Stated problem a »
Gather every line of the listing below that contains the word "woman", copying each line in full. Case counts.

Text »
————
NAVNavbar
Logo
cURL php NodeJS Python cSharp

OnPage API Resources

‌‌
This endpoint will provide you with a list of resources, including images, scripts, stylesheets, and broken elements.
You will get a detailed overview of every resource found on the crawled pages.

If you would like to receive a list of pages that contain a specific resource, please refer to the Pages By Resource endpoint.

Instead of ‘login’ and ‘password’ use your credentials from https://app.dataforseo.com/api-dashboard

<?php
// You can download this file from here https://cdn.dataforseo.com/v3/examples/php/php_RestClient.zip
require('RestClient.php');
$api_url = 'https://api.dataforseo.com/';
// Instead of 'login' and 'password' use your credentials from https://app.dataforseo.com/api-dashboard
$client = new RestClient($api_url, null, 'login', 'password');

$post_array = array();
// simple way to get a result
$post_array[] = array(
   "id" => "07281559-0695-0216-0000-c269be8b7592",
   "filters" => [
      ["resource_type", "=", "image"],
      "and",
      ["size", ">", 100000]
   ],
   "order_by" => ["size,desc"],
   "limit" => 10
);
try {
   // POST /v3/on_page/resources
   // the full list of possible parameters is available in documentation
   $result = $client->post('/v3/on_page/resources', $post_array);
   print_r($result);
   // do something with post result
} catch (RestClientException $e) {
   echo "\n";
   print "HTTP code: {$e->getHttpCode()}\n";
   print "Error code: {$e->getCode()}\n";
   print "Message: {$e->getMessage()}\n";
   print  $e->getTraceAsString();
   echo "\n";
}
$client = null;
?>

The above command returns JSON structured like this:

{
  "version": "0.1.20200805",
  "status_code": 20000,
  "status_message": "Ok.",
  "time": "4.8323 sec.",
  "cost": 0,
  "tasks_count": 1,
  "tasks_error": 0,
  "tasks": [
    {
      "id": "08091838-1535-0216-0000-cee52596d188",
      "status_code": 20000,
      "status_message": "Ok.",
      "time": "4.7640 sec.",
      "cost": 0,
      "result_count": 1,
      "path": [
        "v3",
        "on_page",
        "resources"
————
Recorded data:

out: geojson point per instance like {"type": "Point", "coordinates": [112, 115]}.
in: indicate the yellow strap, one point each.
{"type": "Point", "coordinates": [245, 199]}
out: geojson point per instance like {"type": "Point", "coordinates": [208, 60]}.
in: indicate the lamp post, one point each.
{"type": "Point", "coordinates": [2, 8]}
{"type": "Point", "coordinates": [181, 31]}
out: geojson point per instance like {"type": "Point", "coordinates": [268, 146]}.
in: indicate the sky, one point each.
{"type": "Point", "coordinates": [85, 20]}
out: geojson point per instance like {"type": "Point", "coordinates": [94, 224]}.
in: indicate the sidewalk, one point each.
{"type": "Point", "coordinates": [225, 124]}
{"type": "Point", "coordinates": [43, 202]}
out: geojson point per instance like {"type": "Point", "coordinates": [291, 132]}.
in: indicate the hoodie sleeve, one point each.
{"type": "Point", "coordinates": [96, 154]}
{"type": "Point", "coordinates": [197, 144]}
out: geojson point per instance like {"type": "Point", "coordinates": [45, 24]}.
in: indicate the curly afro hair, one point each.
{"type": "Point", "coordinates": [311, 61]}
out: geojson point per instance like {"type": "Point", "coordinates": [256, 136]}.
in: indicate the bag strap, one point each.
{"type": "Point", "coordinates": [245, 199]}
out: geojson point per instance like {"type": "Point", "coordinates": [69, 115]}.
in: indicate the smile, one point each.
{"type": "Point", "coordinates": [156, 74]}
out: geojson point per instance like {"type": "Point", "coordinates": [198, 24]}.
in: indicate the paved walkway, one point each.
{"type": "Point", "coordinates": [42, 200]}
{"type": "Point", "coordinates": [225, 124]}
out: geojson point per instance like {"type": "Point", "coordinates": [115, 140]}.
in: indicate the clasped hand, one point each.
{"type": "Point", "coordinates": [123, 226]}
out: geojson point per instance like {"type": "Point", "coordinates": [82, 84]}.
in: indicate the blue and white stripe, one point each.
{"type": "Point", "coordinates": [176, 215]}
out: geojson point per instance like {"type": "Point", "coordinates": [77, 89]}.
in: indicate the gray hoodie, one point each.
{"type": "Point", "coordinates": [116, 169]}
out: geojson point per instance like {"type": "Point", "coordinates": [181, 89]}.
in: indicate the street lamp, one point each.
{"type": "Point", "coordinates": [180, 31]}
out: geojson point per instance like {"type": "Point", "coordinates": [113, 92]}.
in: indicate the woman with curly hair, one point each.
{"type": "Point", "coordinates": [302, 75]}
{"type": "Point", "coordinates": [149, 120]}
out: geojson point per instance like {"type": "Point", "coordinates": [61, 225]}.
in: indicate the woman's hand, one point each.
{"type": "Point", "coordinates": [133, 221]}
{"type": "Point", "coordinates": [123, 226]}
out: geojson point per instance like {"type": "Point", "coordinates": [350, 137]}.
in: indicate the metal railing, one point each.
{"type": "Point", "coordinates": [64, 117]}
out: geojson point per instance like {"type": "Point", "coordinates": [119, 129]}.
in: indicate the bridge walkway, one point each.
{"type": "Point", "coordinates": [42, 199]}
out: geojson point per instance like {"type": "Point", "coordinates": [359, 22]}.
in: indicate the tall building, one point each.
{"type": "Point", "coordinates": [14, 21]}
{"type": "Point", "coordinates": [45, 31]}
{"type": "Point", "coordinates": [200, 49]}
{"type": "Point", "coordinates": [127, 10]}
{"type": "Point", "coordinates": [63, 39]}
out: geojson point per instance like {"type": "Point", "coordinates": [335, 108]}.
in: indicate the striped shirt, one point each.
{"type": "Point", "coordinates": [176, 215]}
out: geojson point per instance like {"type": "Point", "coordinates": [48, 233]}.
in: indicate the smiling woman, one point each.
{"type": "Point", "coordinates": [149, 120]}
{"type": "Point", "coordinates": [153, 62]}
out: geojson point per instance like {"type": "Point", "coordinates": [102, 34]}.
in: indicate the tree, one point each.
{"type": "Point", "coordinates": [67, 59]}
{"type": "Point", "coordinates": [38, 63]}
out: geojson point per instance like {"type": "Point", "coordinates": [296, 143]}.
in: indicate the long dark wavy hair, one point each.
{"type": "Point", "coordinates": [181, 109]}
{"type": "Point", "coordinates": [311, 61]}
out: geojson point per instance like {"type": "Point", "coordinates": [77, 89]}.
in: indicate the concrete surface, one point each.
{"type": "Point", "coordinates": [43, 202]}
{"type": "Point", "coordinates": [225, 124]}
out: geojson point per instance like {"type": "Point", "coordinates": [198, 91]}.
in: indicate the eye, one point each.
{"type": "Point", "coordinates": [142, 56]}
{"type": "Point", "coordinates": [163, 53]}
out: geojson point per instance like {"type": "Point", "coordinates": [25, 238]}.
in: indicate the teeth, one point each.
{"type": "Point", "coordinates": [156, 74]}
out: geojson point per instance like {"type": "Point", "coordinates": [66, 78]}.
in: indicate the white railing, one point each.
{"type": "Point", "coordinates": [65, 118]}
————
Stated problem b »
Repeat a passage of the OnPage API Resources page above word for word. Begin at the words "OnPage API Resources" and stop after "the crawled pages.".

Task output a »
in: indicate the woman with curly hair, one point each.
in: indicate the woman's hand, one point each.
in: indicate the smiling woman, one point each.

Task output b »
OnPage API Resources

‌‌
This endpoint will provide you with a list of resources, including images, scripts, stylesheets, and broken elements.
You will get a detailed overview of every resource found on the crawled pages.